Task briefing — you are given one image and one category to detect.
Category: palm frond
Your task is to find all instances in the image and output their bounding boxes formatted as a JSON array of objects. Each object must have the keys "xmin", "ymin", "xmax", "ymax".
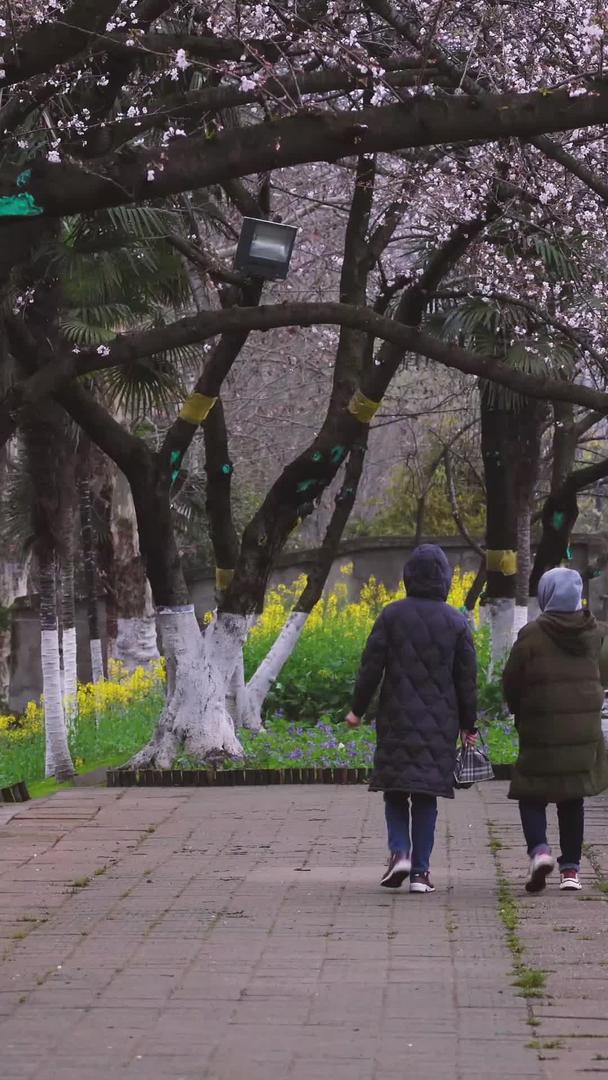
[
  {"xmin": 99, "ymin": 356, "xmax": 188, "ymax": 418},
  {"xmin": 0, "ymin": 454, "xmax": 35, "ymax": 555}
]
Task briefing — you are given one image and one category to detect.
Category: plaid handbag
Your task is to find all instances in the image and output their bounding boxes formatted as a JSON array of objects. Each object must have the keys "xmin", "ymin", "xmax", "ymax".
[{"xmin": 454, "ymin": 738, "xmax": 495, "ymax": 790}]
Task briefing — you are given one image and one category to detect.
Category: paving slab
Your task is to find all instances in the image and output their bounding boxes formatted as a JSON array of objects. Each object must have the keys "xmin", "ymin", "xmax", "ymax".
[
  {"xmin": 480, "ymin": 783, "xmax": 608, "ymax": 1078},
  {"xmin": 1, "ymin": 781, "xmax": 606, "ymax": 1078}
]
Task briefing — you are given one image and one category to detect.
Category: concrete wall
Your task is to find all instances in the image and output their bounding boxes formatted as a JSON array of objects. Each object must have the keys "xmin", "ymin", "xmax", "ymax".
[{"xmin": 8, "ymin": 534, "xmax": 606, "ymax": 711}]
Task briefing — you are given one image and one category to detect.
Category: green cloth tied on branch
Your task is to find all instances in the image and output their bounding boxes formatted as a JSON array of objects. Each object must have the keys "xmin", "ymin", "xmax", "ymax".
[{"xmin": 0, "ymin": 192, "xmax": 43, "ymax": 217}]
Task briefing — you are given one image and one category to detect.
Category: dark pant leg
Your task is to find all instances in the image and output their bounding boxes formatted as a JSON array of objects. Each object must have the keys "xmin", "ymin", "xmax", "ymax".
[
  {"xmin": 518, "ymin": 800, "xmax": 550, "ymax": 856},
  {"xmin": 384, "ymin": 792, "xmax": 411, "ymax": 855},
  {"xmin": 556, "ymin": 798, "xmax": 584, "ymax": 870},
  {"xmin": 410, "ymin": 793, "xmax": 438, "ymax": 874}
]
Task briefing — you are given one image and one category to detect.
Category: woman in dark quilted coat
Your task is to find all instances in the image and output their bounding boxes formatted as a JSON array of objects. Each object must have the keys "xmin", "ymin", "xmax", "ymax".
[
  {"xmin": 346, "ymin": 544, "xmax": 478, "ymax": 893},
  {"xmin": 503, "ymin": 567, "xmax": 608, "ymax": 895}
]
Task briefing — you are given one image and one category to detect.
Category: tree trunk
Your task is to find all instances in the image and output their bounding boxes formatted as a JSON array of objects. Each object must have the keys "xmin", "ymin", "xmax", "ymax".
[
  {"xmin": 77, "ymin": 442, "xmax": 104, "ymax": 682},
  {"xmin": 22, "ymin": 401, "xmax": 76, "ymax": 781},
  {"xmin": 60, "ymin": 532, "xmax": 78, "ymax": 730},
  {"xmin": 0, "ymin": 558, "xmax": 30, "ymax": 709},
  {"xmin": 60, "ymin": 465, "xmax": 78, "ymax": 729},
  {"xmin": 513, "ymin": 399, "xmax": 546, "ymax": 637},
  {"xmin": 529, "ymin": 402, "xmax": 579, "ymax": 595},
  {"xmin": 480, "ymin": 391, "xmax": 518, "ymax": 662},
  {"xmin": 242, "ymin": 439, "xmax": 368, "ymax": 730},
  {"xmin": 110, "ymin": 470, "xmax": 160, "ymax": 671},
  {"xmin": 130, "ymin": 607, "xmax": 246, "ymax": 767},
  {"xmin": 514, "ymin": 503, "xmax": 531, "ymax": 637},
  {"xmin": 39, "ymin": 552, "xmax": 73, "ymax": 780},
  {"xmin": 464, "ymin": 559, "xmax": 486, "ymax": 626}
]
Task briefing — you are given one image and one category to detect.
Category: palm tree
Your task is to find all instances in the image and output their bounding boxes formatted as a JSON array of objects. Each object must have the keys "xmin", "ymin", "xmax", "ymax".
[
  {"xmin": 21, "ymin": 403, "xmax": 75, "ymax": 781},
  {"xmin": 55, "ymin": 205, "xmax": 198, "ymax": 673},
  {"xmin": 432, "ymin": 270, "xmax": 577, "ymax": 656}
]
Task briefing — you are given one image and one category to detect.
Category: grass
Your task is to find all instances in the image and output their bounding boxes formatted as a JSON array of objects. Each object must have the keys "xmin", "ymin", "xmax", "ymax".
[
  {"xmin": 71, "ymin": 877, "xmax": 90, "ymax": 889},
  {"xmin": 488, "ymin": 820, "xmax": 548, "ymax": 1013},
  {"xmin": 514, "ymin": 965, "xmax": 547, "ymax": 998},
  {"xmin": 27, "ymin": 753, "xmax": 133, "ymax": 799}
]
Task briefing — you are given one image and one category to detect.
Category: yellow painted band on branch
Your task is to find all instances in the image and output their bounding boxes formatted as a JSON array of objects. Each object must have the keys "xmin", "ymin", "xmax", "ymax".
[
  {"xmin": 348, "ymin": 389, "xmax": 381, "ymax": 424},
  {"xmin": 179, "ymin": 393, "xmax": 218, "ymax": 425},
  {"xmin": 215, "ymin": 568, "xmax": 235, "ymax": 590},
  {"xmin": 486, "ymin": 549, "xmax": 517, "ymax": 576}
]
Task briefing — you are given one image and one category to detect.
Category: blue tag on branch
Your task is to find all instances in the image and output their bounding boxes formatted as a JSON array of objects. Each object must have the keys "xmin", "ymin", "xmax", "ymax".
[
  {"xmin": 551, "ymin": 510, "xmax": 565, "ymax": 530},
  {"xmin": 16, "ymin": 169, "xmax": 32, "ymax": 188}
]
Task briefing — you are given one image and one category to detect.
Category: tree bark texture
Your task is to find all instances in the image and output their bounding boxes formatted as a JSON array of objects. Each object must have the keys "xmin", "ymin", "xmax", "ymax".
[
  {"xmin": 77, "ymin": 444, "xmax": 104, "ymax": 682},
  {"xmin": 22, "ymin": 403, "xmax": 75, "ymax": 781}
]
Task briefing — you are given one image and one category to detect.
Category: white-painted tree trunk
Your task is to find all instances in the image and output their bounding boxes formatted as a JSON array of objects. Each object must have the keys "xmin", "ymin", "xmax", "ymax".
[
  {"xmin": 112, "ymin": 574, "xmax": 159, "ymax": 671},
  {"xmin": 90, "ymin": 639, "xmax": 104, "ymax": 683},
  {"xmin": 512, "ymin": 605, "xmax": 529, "ymax": 640},
  {"xmin": 528, "ymin": 597, "xmax": 540, "ymax": 622},
  {"xmin": 489, "ymin": 598, "xmax": 515, "ymax": 666},
  {"xmin": 226, "ymin": 648, "xmax": 261, "ymax": 731},
  {"xmin": 240, "ymin": 611, "xmax": 309, "ymax": 730},
  {"xmin": 129, "ymin": 608, "xmax": 246, "ymax": 768},
  {"xmin": 41, "ymin": 629, "xmax": 74, "ymax": 780},
  {"xmin": 62, "ymin": 625, "xmax": 78, "ymax": 730},
  {"xmin": 113, "ymin": 615, "xmax": 160, "ymax": 672},
  {"xmin": 0, "ymin": 557, "xmax": 30, "ymax": 707}
]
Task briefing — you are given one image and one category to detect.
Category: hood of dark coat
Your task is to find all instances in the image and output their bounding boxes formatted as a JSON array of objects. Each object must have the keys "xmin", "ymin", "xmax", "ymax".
[
  {"xmin": 538, "ymin": 610, "xmax": 598, "ymax": 656},
  {"xmin": 404, "ymin": 544, "xmax": 452, "ymax": 601}
]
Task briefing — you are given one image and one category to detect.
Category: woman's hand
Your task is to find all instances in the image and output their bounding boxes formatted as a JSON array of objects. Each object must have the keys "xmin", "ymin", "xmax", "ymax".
[
  {"xmin": 460, "ymin": 729, "xmax": 478, "ymax": 747},
  {"xmin": 345, "ymin": 711, "xmax": 362, "ymax": 728}
]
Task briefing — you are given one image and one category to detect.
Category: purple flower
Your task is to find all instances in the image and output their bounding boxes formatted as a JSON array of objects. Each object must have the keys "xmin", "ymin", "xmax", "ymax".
[{"xmin": 288, "ymin": 747, "xmax": 304, "ymax": 760}]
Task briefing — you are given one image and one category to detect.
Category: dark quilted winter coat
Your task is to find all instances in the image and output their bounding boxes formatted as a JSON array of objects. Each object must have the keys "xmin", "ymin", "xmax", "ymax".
[
  {"xmin": 503, "ymin": 611, "xmax": 608, "ymax": 803},
  {"xmin": 352, "ymin": 545, "xmax": 478, "ymax": 798}
]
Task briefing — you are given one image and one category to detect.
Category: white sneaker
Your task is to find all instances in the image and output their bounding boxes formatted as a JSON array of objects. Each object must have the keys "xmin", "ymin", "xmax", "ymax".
[
  {"xmin": 410, "ymin": 872, "xmax": 435, "ymax": 894},
  {"xmin": 380, "ymin": 852, "xmax": 411, "ymax": 888},
  {"xmin": 560, "ymin": 870, "xmax": 582, "ymax": 891},
  {"xmin": 525, "ymin": 851, "xmax": 555, "ymax": 894}
]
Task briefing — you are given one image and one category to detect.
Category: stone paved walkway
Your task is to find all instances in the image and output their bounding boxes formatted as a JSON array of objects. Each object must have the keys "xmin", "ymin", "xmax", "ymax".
[{"xmin": 0, "ymin": 783, "xmax": 607, "ymax": 1080}]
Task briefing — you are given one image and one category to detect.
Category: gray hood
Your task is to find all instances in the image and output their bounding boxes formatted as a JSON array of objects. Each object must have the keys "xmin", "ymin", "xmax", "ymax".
[{"xmin": 538, "ymin": 567, "xmax": 583, "ymax": 613}]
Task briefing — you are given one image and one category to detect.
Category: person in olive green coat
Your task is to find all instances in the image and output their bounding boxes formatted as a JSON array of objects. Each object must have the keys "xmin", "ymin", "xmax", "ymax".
[{"xmin": 503, "ymin": 567, "xmax": 608, "ymax": 895}]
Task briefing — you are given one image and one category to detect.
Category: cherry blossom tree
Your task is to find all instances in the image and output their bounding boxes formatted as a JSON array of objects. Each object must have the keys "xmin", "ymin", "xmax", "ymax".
[{"xmin": 3, "ymin": 0, "xmax": 608, "ymax": 762}]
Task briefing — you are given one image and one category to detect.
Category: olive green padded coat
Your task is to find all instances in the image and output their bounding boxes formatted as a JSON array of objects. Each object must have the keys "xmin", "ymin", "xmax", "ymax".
[{"xmin": 503, "ymin": 611, "xmax": 608, "ymax": 803}]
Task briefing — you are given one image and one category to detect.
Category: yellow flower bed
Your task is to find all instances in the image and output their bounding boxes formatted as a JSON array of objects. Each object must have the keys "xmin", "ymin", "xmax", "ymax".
[
  {"xmin": 0, "ymin": 658, "xmax": 166, "ymax": 741},
  {"xmin": 1, "ymin": 570, "xmax": 474, "ymax": 740},
  {"xmin": 249, "ymin": 563, "xmax": 477, "ymax": 643}
]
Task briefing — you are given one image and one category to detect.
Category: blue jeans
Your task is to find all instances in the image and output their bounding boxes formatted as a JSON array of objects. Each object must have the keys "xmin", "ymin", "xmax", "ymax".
[
  {"xmin": 384, "ymin": 791, "xmax": 438, "ymax": 874},
  {"xmin": 519, "ymin": 798, "xmax": 584, "ymax": 871}
]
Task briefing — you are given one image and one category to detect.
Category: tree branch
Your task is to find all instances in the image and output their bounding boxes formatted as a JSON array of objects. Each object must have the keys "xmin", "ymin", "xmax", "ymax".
[
  {"xmin": 203, "ymin": 398, "xmax": 240, "ymax": 577},
  {"xmin": 444, "ymin": 449, "xmax": 485, "ymax": 557},
  {"xmin": 365, "ymin": 0, "xmax": 608, "ymax": 210},
  {"xmin": 0, "ymin": 0, "xmax": 121, "ymax": 87},
  {"xmin": 74, "ymin": 61, "xmax": 446, "ymax": 153},
  {"xmin": 57, "ymin": 383, "xmax": 149, "ymax": 479},
  {"xmin": 6, "ymin": 297, "xmax": 608, "ymax": 456},
  {"xmin": 7, "ymin": 85, "xmax": 608, "ymax": 222}
]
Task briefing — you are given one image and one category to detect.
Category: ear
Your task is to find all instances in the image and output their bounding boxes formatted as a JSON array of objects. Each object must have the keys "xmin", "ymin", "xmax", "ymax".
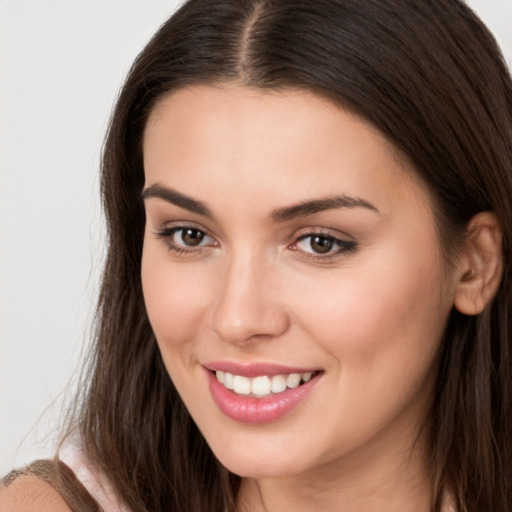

——

> [Problem to work on]: Restate word for word the lines running from the first line of the material to the line containing "Category: plaid handbag", inclusive, and drop every picture.

> [Answer to this problem]:
Task briefing — you are given one image and one category to detect.
Category: palm frond
Your task is to find all instances in the image and output their bounding boxes formatted as a JSON array of objects. Each object must have the keys "xmin", "ymin", "xmax", "ymax".
[
  {"xmin": 99, "ymin": 356, "xmax": 188, "ymax": 418},
  {"xmin": 0, "ymin": 454, "xmax": 35, "ymax": 555}
]
Task briefing — you are given one image and one category to detect.
Category: plaid handbag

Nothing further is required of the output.